Image outline annotation entries:
..............................

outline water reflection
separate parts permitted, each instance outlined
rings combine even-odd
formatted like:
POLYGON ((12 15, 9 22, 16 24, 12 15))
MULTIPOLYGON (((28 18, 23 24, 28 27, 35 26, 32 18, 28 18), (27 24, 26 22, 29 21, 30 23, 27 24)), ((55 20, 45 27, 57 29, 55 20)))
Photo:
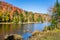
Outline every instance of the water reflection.
POLYGON ((41 31, 46 26, 45 23, 38 24, 0 24, 0 40, 3 40, 6 34, 20 34, 25 40, 35 30, 41 31))

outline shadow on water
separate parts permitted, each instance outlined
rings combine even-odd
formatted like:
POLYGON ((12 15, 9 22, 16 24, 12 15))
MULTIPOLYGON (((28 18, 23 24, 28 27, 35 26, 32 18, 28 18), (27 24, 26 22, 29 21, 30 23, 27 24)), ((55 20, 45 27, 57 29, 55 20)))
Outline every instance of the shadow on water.
POLYGON ((0 40, 3 40, 5 35, 19 34, 23 37, 23 40, 28 40, 32 32, 36 30, 43 30, 46 26, 45 23, 37 24, 0 24, 0 40))

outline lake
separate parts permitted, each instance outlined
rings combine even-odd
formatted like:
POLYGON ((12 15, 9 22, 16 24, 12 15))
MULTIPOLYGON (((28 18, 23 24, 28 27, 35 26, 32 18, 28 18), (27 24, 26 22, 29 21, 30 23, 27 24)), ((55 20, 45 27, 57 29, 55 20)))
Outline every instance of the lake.
POLYGON ((32 24, 0 24, 0 40, 4 39, 5 35, 19 34, 22 35, 23 40, 28 40, 32 32, 38 30, 42 31, 45 26, 50 25, 49 22, 45 23, 32 23, 32 24))

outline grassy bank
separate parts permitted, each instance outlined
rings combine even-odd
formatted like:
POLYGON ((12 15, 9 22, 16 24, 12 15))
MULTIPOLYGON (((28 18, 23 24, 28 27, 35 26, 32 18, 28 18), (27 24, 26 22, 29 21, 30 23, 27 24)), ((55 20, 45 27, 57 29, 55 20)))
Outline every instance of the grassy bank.
POLYGON ((45 32, 33 32, 29 40, 60 40, 60 29, 45 32))
POLYGON ((41 22, 23 22, 23 23, 1 22, 0 24, 30 24, 30 23, 41 23, 41 22))

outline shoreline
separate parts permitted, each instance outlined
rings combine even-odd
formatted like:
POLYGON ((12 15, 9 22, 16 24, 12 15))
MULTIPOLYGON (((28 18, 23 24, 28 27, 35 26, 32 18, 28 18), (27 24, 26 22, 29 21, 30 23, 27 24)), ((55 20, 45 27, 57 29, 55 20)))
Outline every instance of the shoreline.
POLYGON ((2 22, 0 24, 30 24, 30 23, 42 23, 42 22, 23 22, 23 23, 2 22))

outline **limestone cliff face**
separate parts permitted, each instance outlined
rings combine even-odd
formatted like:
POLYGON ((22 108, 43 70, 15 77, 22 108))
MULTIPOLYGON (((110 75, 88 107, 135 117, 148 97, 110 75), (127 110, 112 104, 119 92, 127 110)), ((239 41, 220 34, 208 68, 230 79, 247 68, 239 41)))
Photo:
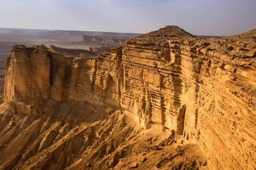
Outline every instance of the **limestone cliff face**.
POLYGON ((197 143, 212 169, 256 167, 255 30, 197 38, 168 26, 100 56, 14 46, 5 101, 41 96, 120 109, 146 128, 197 143))

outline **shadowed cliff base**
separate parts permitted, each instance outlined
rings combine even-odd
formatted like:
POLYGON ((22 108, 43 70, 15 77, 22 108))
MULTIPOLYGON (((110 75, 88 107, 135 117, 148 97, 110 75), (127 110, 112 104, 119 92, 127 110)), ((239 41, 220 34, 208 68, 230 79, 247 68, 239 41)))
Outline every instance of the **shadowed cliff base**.
POLYGON ((253 169, 255 37, 169 26, 85 57, 14 46, 0 167, 253 169))

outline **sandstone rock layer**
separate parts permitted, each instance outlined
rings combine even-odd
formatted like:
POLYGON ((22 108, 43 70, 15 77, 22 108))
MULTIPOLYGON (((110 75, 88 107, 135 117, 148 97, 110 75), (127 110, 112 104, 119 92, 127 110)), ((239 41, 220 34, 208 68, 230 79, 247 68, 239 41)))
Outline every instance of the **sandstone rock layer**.
POLYGON ((83 57, 15 46, 5 101, 112 106, 146 128, 174 130, 177 141, 197 143, 211 169, 255 169, 256 34, 202 39, 167 26, 83 57))

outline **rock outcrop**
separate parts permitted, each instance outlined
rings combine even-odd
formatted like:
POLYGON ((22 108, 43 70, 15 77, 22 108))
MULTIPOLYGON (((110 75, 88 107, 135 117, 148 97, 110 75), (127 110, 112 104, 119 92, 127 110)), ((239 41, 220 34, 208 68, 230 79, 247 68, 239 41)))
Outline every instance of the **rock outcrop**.
POLYGON ((171 26, 97 56, 15 46, 4 100, 112 106, 146 128, 174 130, 177 141, 197 143, 212 169, 254 169, 256 38, 253 30, 202 39, 171 26))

..............................

Repeat the lines without any change, starting with the line that contains "outline **shadowed cliff base**" and going on through the line that contains "POLYGON ((253 169, 255".

outline **shadowed cliff base**
separate parts permitted, each instance outlined
rings combine even-odd
formatted like:
POLYGON ((22 108, 43 70, 15 77, 22 108))
MULTIPOLYGON (((110 75, 88 107, 135 117, 148 97, 110 75), (127 110, 112 104, 119 92, 127 110)), ((239 41, 220 34, 208 68, 230 79, 247 68, 239 41)))
Outline every instance of the **shadowed cliff base**.
POLYGON ((253 169, 255 37, 169 26, 85 57, 14 46, 0 167, 253 169))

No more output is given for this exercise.